PROMPT:
Rescale the part that opens with the line containing "label the fireplace" and runs through the end of the entries, giving every line of it again with the request lines unchanged. Multiply each coordinate in the answers by 1.1 and round to whole numbers, with halves rounded up.

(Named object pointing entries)
====================
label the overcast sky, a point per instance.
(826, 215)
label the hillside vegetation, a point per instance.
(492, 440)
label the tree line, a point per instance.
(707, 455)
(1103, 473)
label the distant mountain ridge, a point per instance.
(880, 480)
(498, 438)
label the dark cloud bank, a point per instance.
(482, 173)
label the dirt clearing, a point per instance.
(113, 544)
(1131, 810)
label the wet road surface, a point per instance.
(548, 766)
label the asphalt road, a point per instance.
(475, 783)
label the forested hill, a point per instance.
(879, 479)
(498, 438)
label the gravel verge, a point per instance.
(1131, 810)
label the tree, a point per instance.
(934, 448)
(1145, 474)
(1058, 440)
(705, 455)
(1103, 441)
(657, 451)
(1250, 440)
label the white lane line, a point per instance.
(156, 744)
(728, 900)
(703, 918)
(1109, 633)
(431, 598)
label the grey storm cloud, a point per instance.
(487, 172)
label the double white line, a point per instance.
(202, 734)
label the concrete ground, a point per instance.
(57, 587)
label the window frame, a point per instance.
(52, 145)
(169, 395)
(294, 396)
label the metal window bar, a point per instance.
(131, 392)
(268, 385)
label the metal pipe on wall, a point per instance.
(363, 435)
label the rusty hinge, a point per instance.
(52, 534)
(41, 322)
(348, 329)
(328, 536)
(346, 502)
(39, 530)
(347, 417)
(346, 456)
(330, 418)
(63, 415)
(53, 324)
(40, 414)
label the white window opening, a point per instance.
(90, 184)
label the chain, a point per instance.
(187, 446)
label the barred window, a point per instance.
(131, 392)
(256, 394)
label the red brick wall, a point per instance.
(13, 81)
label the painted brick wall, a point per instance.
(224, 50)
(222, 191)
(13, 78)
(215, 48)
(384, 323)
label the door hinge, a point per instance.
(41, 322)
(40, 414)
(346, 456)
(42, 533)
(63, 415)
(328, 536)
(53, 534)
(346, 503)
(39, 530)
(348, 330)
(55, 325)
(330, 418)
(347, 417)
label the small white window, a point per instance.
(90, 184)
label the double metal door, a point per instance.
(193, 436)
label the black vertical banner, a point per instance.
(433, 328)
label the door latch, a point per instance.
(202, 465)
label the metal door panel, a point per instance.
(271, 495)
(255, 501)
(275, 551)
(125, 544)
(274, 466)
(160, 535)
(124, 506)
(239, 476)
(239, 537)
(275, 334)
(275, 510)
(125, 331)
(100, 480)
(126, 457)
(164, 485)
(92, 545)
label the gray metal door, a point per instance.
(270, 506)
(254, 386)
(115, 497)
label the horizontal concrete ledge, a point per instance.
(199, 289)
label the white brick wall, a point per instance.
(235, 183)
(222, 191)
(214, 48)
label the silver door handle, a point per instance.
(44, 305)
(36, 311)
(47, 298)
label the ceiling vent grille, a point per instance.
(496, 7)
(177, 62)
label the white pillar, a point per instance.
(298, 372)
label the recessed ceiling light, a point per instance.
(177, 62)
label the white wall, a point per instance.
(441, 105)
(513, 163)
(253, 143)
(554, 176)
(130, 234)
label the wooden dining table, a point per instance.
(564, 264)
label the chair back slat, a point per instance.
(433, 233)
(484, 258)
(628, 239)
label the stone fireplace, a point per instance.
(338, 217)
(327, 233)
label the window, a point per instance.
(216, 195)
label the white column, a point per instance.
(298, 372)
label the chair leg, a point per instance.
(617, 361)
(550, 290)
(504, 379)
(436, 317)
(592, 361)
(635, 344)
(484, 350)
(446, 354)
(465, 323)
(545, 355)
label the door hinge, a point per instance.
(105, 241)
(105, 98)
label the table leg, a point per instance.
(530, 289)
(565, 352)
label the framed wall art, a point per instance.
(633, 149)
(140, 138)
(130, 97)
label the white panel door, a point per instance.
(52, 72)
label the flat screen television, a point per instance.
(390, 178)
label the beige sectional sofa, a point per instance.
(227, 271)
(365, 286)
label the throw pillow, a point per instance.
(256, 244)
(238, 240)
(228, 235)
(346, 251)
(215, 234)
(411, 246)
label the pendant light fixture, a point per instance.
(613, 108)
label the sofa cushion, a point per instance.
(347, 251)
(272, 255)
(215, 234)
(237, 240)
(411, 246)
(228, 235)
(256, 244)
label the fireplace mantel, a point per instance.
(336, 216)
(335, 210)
====================
CORRECT OUTPUT:
label the fireplace mantel, a point per instance.
(370, 238)
(369, 231)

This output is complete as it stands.